(GIVEN INSTRUCTION)
Present every line of the records below as a Markdown table with two columns, Row and Text: number the rows and skip any blank lines. Leave the pictures out.

(DATA LINES)
start

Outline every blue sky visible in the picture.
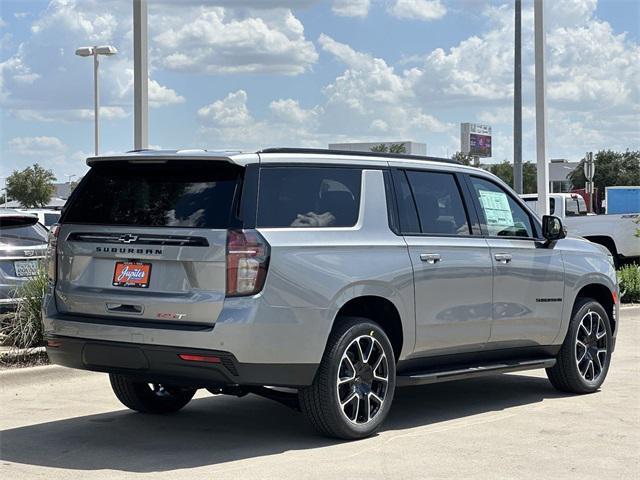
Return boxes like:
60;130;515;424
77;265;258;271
0;0;640;180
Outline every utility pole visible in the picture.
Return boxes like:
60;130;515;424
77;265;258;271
533;0;549;217
513;0;523;193
76;45;118;157
133;0;149;150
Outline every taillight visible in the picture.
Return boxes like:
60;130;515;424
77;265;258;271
45;224;60;283
227;230;269;297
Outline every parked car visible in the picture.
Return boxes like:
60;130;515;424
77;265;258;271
0;209;47;311
18;208;61;230
44;149;619;439
521;193;640;266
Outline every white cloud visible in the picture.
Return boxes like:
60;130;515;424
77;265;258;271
151;6;318;75
8;136;67;156
12;106;129;122
149;79;184;107
388;0;447;21
331;0;371;18
198;90;253;127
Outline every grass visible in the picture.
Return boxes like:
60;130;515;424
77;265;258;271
618;264;640;303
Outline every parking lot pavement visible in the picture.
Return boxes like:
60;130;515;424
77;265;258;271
0;308;640;480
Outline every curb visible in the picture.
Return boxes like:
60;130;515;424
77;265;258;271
0;365;94;390
620;303;640;312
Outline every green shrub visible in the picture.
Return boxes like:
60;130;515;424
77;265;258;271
618;264;640;303
0;270;47;348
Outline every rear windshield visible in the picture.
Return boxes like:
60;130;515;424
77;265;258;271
44;213;60;227
0;217;47;245
61;160;243;228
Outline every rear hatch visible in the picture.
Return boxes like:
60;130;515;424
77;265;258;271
55;160;244;326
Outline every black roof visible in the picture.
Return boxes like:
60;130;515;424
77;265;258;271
256;147;461;165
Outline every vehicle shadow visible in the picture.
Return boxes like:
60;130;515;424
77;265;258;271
0;375;561;472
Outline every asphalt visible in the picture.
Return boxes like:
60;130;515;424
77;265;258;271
0;307;640;480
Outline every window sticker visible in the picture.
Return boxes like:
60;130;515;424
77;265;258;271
478;189;514;235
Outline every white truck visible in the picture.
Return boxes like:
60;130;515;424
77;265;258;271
520;193;640;266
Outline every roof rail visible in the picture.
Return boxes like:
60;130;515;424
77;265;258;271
256;147;461;165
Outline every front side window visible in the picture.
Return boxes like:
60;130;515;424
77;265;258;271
565;195;587;217
258;167;362;228
471;177;533;237
407;171;471;235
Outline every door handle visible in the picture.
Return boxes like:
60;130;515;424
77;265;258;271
493;253;511;263
420;253;440;265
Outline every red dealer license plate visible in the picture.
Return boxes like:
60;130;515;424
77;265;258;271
113;262;151;288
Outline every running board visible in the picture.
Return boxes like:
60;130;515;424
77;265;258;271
396;358;556;387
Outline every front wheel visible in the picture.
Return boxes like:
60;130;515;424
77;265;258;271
299;317;396;440
547;298;612;393
109;373;196;413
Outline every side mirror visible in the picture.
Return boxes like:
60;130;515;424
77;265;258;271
542;215;567;242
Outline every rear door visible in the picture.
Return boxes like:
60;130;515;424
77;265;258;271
55;160;249;324
394;170;492;355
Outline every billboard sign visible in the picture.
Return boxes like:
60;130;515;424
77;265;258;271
460;123;492;157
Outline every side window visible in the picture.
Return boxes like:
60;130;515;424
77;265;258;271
258;167;362;228
393;170;421;234
565;195;587;217
470;176;533;237
407;170;471;235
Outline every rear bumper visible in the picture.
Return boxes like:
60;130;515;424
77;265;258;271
46;335;318;388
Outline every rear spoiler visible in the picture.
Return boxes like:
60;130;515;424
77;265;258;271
87;150;260;167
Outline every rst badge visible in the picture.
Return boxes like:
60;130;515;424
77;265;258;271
113;262;151;288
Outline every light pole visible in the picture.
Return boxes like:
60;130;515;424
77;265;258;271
533;0;549;217
76;45;118;155
513;0;522;193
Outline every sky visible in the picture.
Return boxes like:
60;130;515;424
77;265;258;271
0;0;640;181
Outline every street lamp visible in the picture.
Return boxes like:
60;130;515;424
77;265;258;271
76;45;118;155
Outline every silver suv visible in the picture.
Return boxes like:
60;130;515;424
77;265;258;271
44;148;619;439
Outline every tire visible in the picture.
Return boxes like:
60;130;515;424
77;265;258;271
298;317;396;440
109;373;196;414
547;298;612;394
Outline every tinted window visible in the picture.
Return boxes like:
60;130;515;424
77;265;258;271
407;171;471;235
393;170;421;234
0;217;47;245
44;213;60;227
258;167;361;227
565;195;587;217
61;160;242;228
471;177;533;237
522;198;556;215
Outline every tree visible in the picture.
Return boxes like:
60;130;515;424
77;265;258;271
451;152;473;165
488;160;538;193
569;150;640;195
7;163;56;208
371;143;407;153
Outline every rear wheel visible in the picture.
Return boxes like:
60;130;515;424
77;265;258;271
299;317;396;439
109;373;196;413
547;298;612;393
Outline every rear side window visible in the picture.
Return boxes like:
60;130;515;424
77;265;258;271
407;171;471;235
61;160;243;229
568;195;587;217
0;216;47;245
258;167;362;228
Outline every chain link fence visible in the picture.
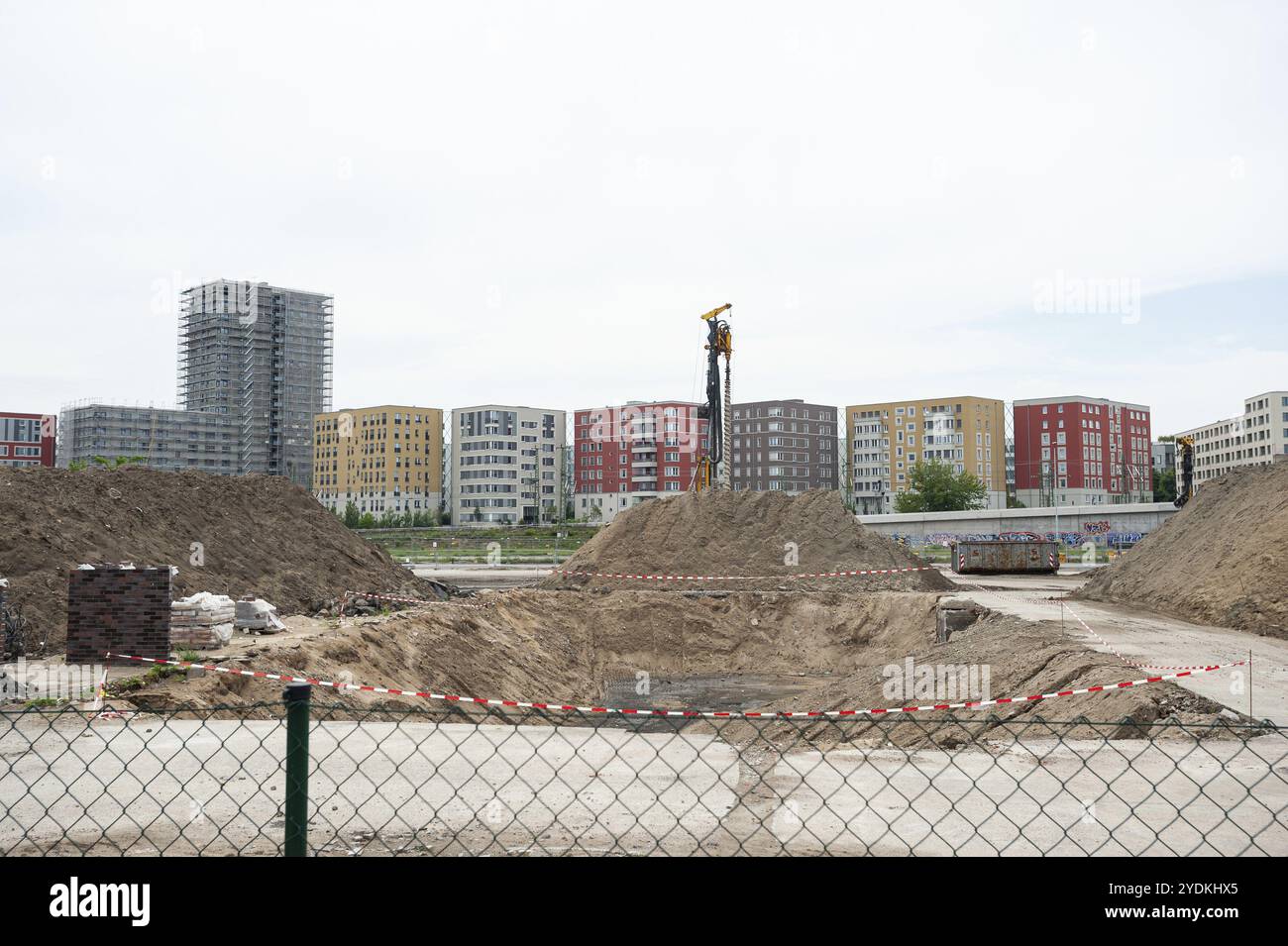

end

(RESPONSE TO THIS TASK)
| Row | Text |
|---|---|
| 1 | Outline every blue sky visible in the picture. |
| 2 | Return boxes like: |
| 3 | 60;130;515;424 |
| 4 | 77;265;258;271 |
| 5 | 0;0;640;180 |
| 6 | Outline every utility pole visible in the picture. |
| 7 | Return boxes like: |
| 8 | 60;130;515;424 |
| 9 | 77;265;258;271 |
| 10 | 533;0;549;217 |
| 11 | 513;0;523;193 |
| 12 | 76;45;118;157 |
| 13 | 133;0;149;150 |
| 14 | Outline every taillight visible in the picture. |
| 15 | Return boxes like: |
| 16 | 60;130;515;424 |
| 17 | 77;265;258;271 |
| 18 | 45;224;60;283 |
| 19 | 227;230;269;297 |
| 20 | Outline every parked car visible in the picture. |
| 21 | Return boxes like: |
| 22 | 60;130;515;424 |
| 23 | 77;265;258;271 |
| 24 | 0;209;47;311 |
| 25 | 18;208;61;230 |
| 26 | 44;149;619;439 |
| 27 | 521;193;640;266 |
| 28 | Outline every white cloud visible in the picture. |
| 29 | Return boxes like: |
| 30 | 60;130;515;424 |
| 31 | 77;265;258;271 |
| 32 | 151;6;318;75 |
| 33 | 8;136;67;156 |
| 34 | 12;106;129;122 |
| 35 | 149;79;184;107 |
| 36 | 388;0;447;21 |
| 37 | 331;0;371;18 |
| 38 | 198;90;253;127 |
| 39 | Outline every grass visible in the picture. |
| 40 | Return boxes like: |
| 41 | 60;130;515;424 |
| 42 | 77;265;258;271 |
| 43 | 618;264;640;303 |
| 44 | Outline every parking lot pavement visible in the picture. |
| 45 | Return boxes like: |
| 46 | 60;130;515;424 |
| 47 | 77;265;258;271 |
| 48 | 0;308;640;480 |
| 49 | Outline every curb visible in the picture. |
| 50 | Return boxes like: |
| 51 | 60;130;515;424 |
| 52 | 77;265;258;271 |
| 53 | 0;365;94;390 |
| 54 | 620;303;640;312 |
| 55 | Outline every green shrub visible in the picture. |
| 56 | Return boxes like: |
| 57 | 60;130;515;424 |
| 58 | 77;265;258;271 |
| 59 | 618;264;640;303 |
| 60 | 0;270;47;348 |
| 61 | Outline every rear windshield visible in the picture. |
| 62 | Return boxes like: |
| 63 | 60;130;515;424 |
| 64 | 77;265;258;271 |
| 65 | 44;213;60;227 |
| 66 | 0;217;47;245 |
| 67 | 61;160;243;228 |
| 68 | Outline every rear hatch visible in the picture. |
| 69 | Return boxes like: |
| 70 | 60;130;515;424 |
| 71 | 77;265;258;271 |
| 72 | 55;160;244;326 |
| 73 | Outline every black roof visible in the picture. |
| 74 | Return boxes like: |
| 75 | 60;130;515;424 |
| 76 | 77;265;258;271 |
| 77 | 256;147;461;165 |
| 78 | Outline every vehicle shadow visible in the picture. |
| 79 | Return boxes like: |
| 80 | 60;130;515;424 |
| 81 | 77;265;258;271 |
| 82 | 0;375;561;472 |
| 83 | Outline every asphalt visible in the picture. |
| 84 | Return boxes like: |
| 85 | 60;130;515;424 |
| 86 | 77;265;258;271 |
| 87 | 0;307;640;480 |
| 88 | Outline every window sticker visible in the picture. |
| 89 | Return boxes like: |
| 90 | 60;130;515;424 |
| 91 | 77;265;258;271 |
| 92 | 478;189;514;235 |
| 93 | Outline every white truck visible in the picture. |
| 94 | Return boxes like: |
| 95 | 60;130;515;424 |
| 96 | 77;265;258;271 |
| 97 | 520;193;640;266 |
| 98 | Outline every roof rail visible in the picture. |
| 99 | Return boxes like: |
| 100 | 60;130;515;424 |
| 101 | 77;265;258;271 |
| 102 | 256;147;461;165 |
| 103 | Outline every front side window visible in the picture. |
| 104 | Return boxes like: |
| 105 | 60;130;515;424 |
| 106 | 77;265;258;271 |
| 107 | 565;195;587;217 |
| 108 | 258;167;362;228 |
| 109 | 471;177;533;237 |
| 110 | 407;171;471;235 |
| 111 | Outline every door handle visible in the picture. |
| 112 | Return boxes like: |
| 113 | 60;130;515;424 |
| 114 | 77;265;258;271 |
| 115 | 493;253;511;263 |
| 116 | 420;253;440;265 |
| 117 | Outline every red dealer license plate visible in the picture. |
| 118 | Return boxes like: |
| 119 | 60;130;515;424 |
| 120 | 77;265;258;271 |
| 121 | 113;262;151;288 |
| 122 | Outline every running board visible in the picture. |
| 123 | Return boxes like: |
| 124 | 60;130;515;424 |
| 125 | 77;265;258;271 |
| 126 | 396;358;556;387 |
| 127 | Outline every front wheel visible in the picture. |
| 128 | Return boxes like: |
| 129 | 60;130;515;424 |
| 130 | 77;265;258;271 |
| 131 | 299;317;396;440 |
| 132 | 547;298;612;393 |
| 133 | 109;373;196;413 |
| 134 | Outline every side mirror visible in the picture. |
| 135 | Return boxes like: |
| 136 | 60;130;515;424 |
| 137 | 77;265;258;271 |
| 138 | 542;215;567;242 |
| 139 | Outline every rear door visible in the picture. |
| 140 | Return boxes like: |
| 141 | 60;130;515;424 |
| 142 | 77;265;258;271 |
| 143 | 55;160;249;324 |
| 144 | 394;170;492;355 |
| 145 | Outline every billboard sign visible in the picture. |
| 146 | Return boxes like: |
| 147 | 60;130;515;424 |
| 148 | 77;265;258;271 |
| 149 | 460;123;492;157 |
| 150 | Outline every side window visible in the picture. |
| 151 | Return boxes like: |
| 152 | 60;130;515;424 |
| 153 | 77;265;258;271 |
| 154 | 258;167;362;228 |
| 155 | 393;170;421;234 |
| 156 | 565;195;587;217 |
| 157 | 470;176;533;237 |
| 158 | 407;170;471;235 |
| 159 | Outline every rear bumper visible in the picture. |
| 160 | Return boxes like: |
| 161 | 60;130;515;424 |
| 162 | 77;265;258;271 |
| 163 | 46;335;318;388 |
| 164 | Outline every rear spoiler visible in the picture. |
| 165 | Return boxes like: |
| 166 | 60;130;515;424 |
| 167 | 77;265;258;271 |
| 168 | 87;150;260;167 |
| 169 | Outline every rst badge visible in the picture. |
| 170 | Return boxes like: |
| 171 | 60;130;515;424 |
| 172 | 77;265;258;271 |
| 173 | 113;262;151;288 |
| 174 | Outline every light pole visible in the picture. |
| 175 | Return boxes like: |
| 176 | 60;130;515;424 |
| 177 | 77;265;258;271 |
| 178 | 533;0;549;217 |
| 179 | 76;45;118;155 |
| 180 | 513;0;522;193 |
| 181 | Outline every sky visible in the picture. |
| 182 | Return boxes like: |
| 183 | 60;130;515;424 |
| 184 | 77;265;258;271 |
| 185 | 0;0;640;181 |
| 186 | Outline every street lamp visible in the picture. |
| 187 | Return boxes like: |
| 188 | 60;130;515;424 |
| 189 | 77;265;258;271 |
| 190 | 76;45;118;155 |
| 191 | Outline every silver suv visible in the picture. |
| 192 | Return boxes like: |
| 193 | 60;130;515;424 |
| 194 | 77;265;258;271 |
| 195 | 44;148;619;439 |
| 196 | Outline every tire visible in the picture. |
| 197 | Return boxes like: |
| 198 | 60;130;515;424 |
| 199 | 77;265;258;271 |
| 200 | 298;317;396;440 |
| 201 | 109;373;196;414 |
| 202 | 547;298;612;394 |
| 203 | Outline every tinted window visible in the picture. |
| 204 | Return boxes like: |
| 205 | 60;130;515;424 |
| 206 | 77;265;258;271 |
| 207 | 407;171;471;235 |
| 208 | 393;170;421;234 |
| 209 | 0;217;47;245 |
| 210 | 44;213;60;227 |
| 211 | 258;167;361;227 |
| 212 | 565;195;587;217 |
| 213 | 61;160;242;228 |
| 214 | 471;177;533;237 |
| 215 | 522;198;556;215 |
| 216 | Outline every tree visible in the picture. |
| 217 | Return boxes like: |
| 218 | 60;130;515;424 |
| 219 | 77;265;258;271 |
| 220 | 451;152;473;165 |
| 221 | 488;160;538;193 |
| 222 | 569;150;640;195 |
| 223 | 7;163;56;208 |
| 224 | 371;143;407;153 |
| 225 | Outline every rear wheel visible in the picture. |
| 226 | Return boxes like: |
| 227 | 60;130;515;424 |
| 228 | 77;265;258;271 |
| 229 | 299;317;396;439 |
| 230 | 109;373;196;413 |
| 231 | 547;298;612;393 |
| 232 | Outline every rear side window visible in the picture. |
| 233 | Return boxes like: |
| 234 | 60;130;515;424 |
| 235 | 77;265;258;271 |
| 236 | 407;171;471;235 |
| 237 | 61;160;243;229 |
| 238 | 568;195;587;217 |
| 239 | 0;216;47;245 |
| 240 | 258;167;362;228 |
| 241 | Outline every chain link fence visible in the picture. |